Pick out each line in the rows below that contains the word "Where", and list those lines in their original order.

Stored items from a collection
########################################
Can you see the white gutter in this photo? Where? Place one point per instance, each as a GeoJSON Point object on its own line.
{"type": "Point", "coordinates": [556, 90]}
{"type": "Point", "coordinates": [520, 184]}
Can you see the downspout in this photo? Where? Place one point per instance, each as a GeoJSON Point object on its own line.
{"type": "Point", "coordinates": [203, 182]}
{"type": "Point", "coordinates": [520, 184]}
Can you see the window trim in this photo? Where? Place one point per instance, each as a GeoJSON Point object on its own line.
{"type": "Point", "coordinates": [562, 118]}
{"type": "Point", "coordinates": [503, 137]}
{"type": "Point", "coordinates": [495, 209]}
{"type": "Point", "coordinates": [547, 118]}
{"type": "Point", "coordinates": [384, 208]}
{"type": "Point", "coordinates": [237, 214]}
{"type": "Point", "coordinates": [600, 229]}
########################################
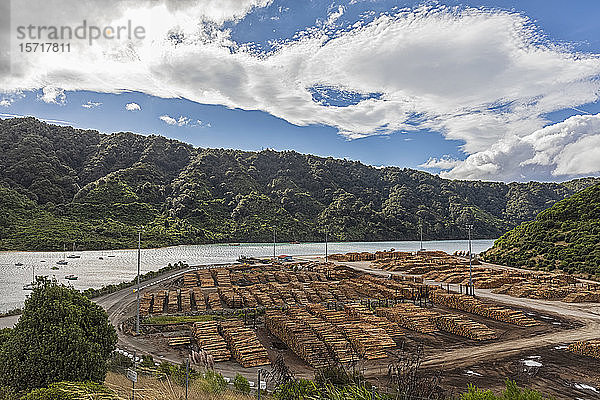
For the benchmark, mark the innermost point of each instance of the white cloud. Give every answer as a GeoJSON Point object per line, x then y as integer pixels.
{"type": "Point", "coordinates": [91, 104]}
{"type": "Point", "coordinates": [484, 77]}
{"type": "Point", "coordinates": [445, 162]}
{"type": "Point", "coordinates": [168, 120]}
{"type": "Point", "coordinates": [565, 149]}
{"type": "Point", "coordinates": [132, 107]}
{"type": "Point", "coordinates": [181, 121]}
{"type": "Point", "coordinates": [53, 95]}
########################################
**Answer to this problem**
Can you see the white gutter in this photo? Where? Place one point per instance, each as a GeoJSON Point object on its own line.
Can you see the downspout in this photo? Where? Place one point per instance, each as a GeoJSON Point object on its own line.
Can you see the window trim in this photo? Where? Place one point per instance, each as a GeoJSON Point object on its own line.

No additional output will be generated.